Position annotation records
⁂

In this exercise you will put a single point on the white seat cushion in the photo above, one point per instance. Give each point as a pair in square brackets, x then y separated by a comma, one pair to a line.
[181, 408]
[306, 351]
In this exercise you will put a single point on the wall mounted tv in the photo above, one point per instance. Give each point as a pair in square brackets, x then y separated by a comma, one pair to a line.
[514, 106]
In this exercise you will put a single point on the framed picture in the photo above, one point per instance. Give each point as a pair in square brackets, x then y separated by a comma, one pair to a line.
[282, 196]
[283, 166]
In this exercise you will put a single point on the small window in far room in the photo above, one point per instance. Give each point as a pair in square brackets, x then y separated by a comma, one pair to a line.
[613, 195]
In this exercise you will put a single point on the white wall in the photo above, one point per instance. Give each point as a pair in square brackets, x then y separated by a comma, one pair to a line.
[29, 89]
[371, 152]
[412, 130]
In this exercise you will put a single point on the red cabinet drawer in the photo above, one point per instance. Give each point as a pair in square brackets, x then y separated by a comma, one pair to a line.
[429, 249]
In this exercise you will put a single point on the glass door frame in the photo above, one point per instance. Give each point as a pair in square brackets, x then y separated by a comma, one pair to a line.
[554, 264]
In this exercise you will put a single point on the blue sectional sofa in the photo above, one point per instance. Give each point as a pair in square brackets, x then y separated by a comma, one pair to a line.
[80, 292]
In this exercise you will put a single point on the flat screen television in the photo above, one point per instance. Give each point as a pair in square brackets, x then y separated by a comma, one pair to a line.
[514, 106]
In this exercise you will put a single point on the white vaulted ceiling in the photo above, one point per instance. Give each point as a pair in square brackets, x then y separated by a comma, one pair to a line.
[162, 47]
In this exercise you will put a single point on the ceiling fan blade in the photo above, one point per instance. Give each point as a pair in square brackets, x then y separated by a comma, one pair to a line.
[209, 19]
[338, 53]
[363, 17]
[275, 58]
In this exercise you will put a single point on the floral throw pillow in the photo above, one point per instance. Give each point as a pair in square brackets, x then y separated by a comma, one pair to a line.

⁂

Write out the records again, starting at the line that contains "on the ceiling" and ending at the last line of the records, and substitute "decorative throw pillow" for "floral throw pillow" with everything else unchanged.

In this exercise you will put a single point on the ceiling fan blade in the photo above, one point per instance. Give each point as a pair in square brackets, x then y separated by a comma, one pair to a line.
[209, 19]
[338, 53]
[363, 17]
[275, 58]
In this exercise you will put a single point on the decorative throw pillow in the photo above, one point per instance. Give each point as a pair in square brackets, x then y separated by a comma, one pair to a line.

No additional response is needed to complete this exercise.